In the rows running from the line containing "Confirm that each instance of the garden" through the line containing "[[345, 190], [420, 254]]", both included, replace "garden hoe" with "metal rake" and reproduce only those lines with everything else left unchanged.

begin Data records

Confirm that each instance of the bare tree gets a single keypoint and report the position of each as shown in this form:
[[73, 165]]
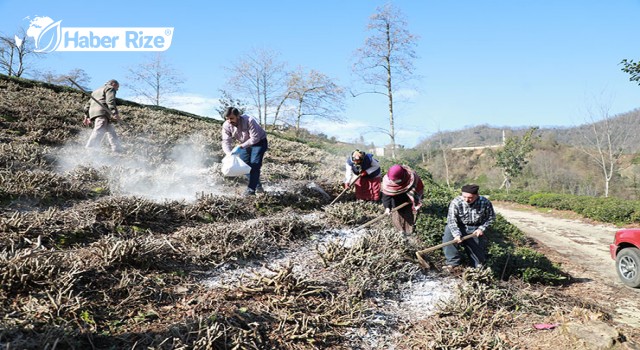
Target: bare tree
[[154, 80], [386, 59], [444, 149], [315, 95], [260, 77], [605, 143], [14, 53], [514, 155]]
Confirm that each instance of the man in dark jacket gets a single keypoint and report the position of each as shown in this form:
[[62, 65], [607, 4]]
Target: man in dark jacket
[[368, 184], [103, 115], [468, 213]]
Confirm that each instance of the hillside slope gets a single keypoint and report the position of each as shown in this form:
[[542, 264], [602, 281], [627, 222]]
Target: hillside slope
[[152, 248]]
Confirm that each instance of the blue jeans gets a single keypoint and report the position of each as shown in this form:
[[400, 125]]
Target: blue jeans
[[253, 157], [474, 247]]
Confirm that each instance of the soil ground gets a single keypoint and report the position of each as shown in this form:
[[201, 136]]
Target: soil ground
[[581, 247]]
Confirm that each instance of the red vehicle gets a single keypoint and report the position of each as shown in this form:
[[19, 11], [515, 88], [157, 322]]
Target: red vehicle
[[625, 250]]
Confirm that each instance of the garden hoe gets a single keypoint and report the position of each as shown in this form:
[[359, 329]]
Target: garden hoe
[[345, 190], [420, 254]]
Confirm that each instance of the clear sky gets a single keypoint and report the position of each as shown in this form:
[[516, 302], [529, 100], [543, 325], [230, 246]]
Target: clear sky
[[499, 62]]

end Data records
begin Data records

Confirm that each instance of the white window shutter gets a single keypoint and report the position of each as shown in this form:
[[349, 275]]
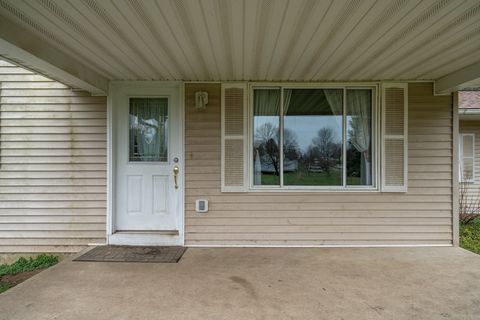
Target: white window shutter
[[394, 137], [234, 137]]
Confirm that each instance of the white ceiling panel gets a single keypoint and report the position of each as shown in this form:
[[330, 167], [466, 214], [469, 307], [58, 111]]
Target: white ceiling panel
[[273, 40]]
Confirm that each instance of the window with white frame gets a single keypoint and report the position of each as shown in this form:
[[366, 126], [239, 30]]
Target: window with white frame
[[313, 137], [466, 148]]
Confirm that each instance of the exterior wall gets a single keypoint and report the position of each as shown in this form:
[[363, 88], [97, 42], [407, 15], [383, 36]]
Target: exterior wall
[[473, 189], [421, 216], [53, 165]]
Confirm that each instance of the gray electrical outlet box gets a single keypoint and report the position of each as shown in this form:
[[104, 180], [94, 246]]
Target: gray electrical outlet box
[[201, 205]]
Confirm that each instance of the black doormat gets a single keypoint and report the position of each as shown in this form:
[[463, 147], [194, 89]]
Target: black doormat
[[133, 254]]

end Data records
begin Data records

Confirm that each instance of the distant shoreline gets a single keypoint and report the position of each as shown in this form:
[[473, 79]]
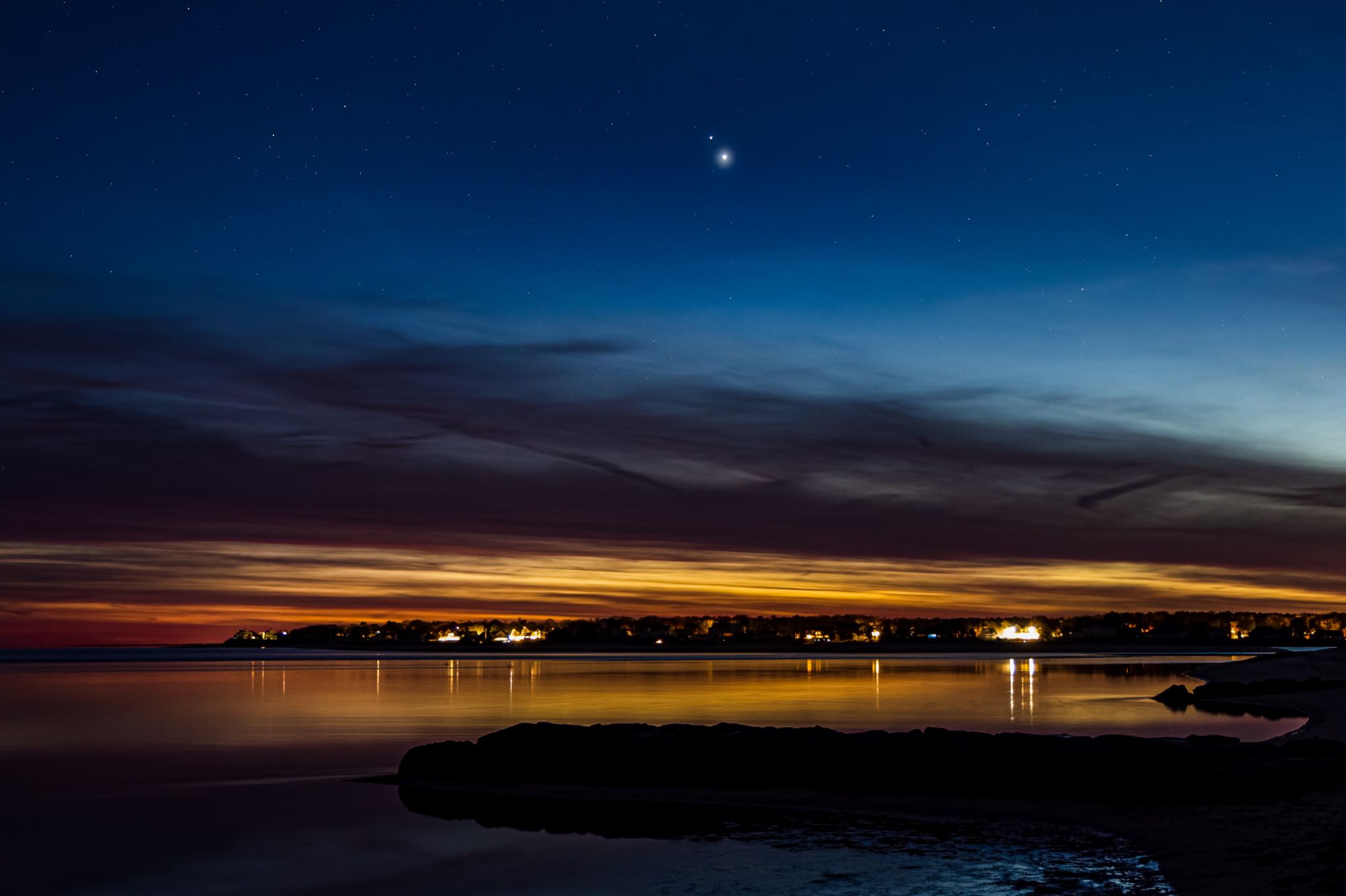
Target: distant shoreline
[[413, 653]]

end Data records

▸ Problem solution
Confirm that each instance of the metal rake gets a single keypoint and report the position of each as shown in this form:
[[359, 329]]
Target: metal rake
[[345, 190], [420, 254]]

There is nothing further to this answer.